Please say how many lines in the records contain the word "blue", giving only the number.

*-*-*

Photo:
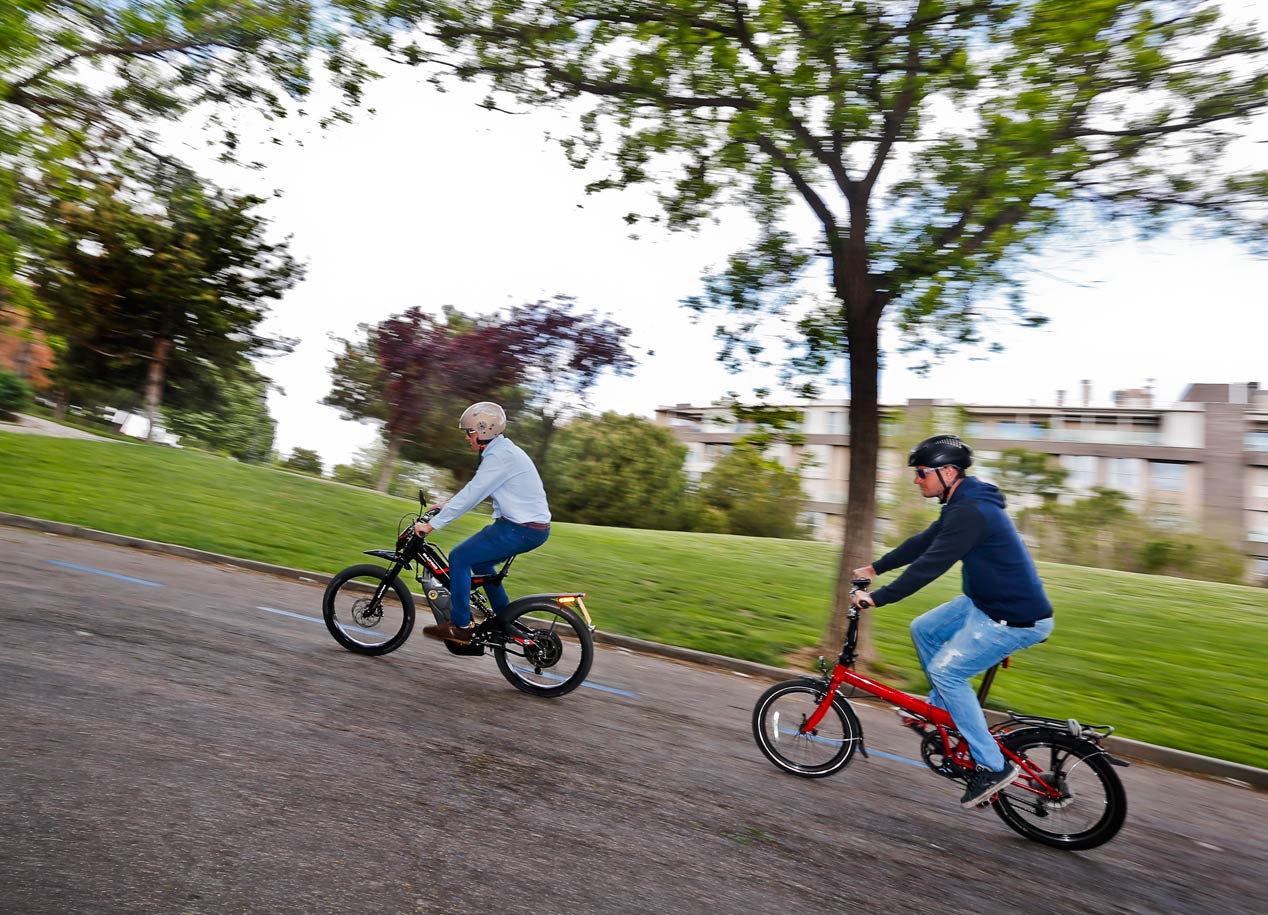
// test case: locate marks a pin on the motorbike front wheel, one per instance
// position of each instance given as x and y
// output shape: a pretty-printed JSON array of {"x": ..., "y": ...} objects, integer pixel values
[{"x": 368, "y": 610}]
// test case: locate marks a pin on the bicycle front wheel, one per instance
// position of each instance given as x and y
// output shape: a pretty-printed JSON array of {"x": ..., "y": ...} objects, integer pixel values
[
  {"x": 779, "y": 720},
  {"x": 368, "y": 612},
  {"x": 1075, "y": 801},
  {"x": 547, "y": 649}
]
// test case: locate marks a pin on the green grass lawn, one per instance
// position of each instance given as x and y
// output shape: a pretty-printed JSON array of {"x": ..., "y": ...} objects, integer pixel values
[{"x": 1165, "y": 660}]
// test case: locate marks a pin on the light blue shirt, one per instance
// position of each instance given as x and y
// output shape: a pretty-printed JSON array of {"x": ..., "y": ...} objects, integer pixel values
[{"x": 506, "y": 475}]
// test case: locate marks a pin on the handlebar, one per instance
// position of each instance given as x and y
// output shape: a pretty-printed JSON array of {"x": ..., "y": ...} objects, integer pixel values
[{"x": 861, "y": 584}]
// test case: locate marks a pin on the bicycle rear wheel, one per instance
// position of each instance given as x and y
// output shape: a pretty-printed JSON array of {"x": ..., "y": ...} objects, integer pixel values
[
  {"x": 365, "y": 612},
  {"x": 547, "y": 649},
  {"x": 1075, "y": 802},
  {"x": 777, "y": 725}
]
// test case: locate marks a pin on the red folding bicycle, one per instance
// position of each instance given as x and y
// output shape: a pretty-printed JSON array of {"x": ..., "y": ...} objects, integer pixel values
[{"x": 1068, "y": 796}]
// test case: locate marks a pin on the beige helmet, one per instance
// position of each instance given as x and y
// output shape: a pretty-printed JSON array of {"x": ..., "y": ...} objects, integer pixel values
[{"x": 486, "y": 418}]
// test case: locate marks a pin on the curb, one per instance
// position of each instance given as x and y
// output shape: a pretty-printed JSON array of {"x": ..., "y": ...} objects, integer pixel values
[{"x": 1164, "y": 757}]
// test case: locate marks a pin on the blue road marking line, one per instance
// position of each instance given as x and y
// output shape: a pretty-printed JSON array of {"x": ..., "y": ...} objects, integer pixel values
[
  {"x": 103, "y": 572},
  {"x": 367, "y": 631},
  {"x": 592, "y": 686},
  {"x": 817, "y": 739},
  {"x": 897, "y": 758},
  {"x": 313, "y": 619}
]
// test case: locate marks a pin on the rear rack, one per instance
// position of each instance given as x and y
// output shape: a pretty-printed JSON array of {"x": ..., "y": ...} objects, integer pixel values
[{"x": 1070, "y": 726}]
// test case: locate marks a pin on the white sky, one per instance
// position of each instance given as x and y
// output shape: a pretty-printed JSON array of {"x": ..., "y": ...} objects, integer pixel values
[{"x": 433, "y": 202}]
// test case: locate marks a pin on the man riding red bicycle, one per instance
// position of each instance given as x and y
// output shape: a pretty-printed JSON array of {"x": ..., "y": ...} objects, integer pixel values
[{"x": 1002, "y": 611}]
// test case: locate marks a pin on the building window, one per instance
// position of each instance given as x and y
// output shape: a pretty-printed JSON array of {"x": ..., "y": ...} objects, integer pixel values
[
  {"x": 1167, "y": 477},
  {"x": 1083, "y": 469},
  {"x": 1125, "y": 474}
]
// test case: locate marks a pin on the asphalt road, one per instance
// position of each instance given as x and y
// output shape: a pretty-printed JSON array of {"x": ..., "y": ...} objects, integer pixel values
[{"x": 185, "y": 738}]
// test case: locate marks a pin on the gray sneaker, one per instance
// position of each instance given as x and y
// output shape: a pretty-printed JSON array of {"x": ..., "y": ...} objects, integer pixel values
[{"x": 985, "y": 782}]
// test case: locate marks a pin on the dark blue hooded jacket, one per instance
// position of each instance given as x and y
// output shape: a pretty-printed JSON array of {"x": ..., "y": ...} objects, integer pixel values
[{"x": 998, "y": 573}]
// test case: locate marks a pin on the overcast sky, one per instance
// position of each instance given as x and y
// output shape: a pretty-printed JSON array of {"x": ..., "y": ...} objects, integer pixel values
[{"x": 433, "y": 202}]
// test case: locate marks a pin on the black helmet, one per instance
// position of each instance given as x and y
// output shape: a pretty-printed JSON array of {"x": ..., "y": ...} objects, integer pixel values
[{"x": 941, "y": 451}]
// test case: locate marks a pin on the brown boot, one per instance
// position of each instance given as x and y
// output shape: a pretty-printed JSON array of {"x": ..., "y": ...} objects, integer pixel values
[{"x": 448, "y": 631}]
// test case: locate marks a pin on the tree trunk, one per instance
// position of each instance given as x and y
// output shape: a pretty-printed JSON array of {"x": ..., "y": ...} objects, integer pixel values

*-*-*

### Answer to this exercise:
3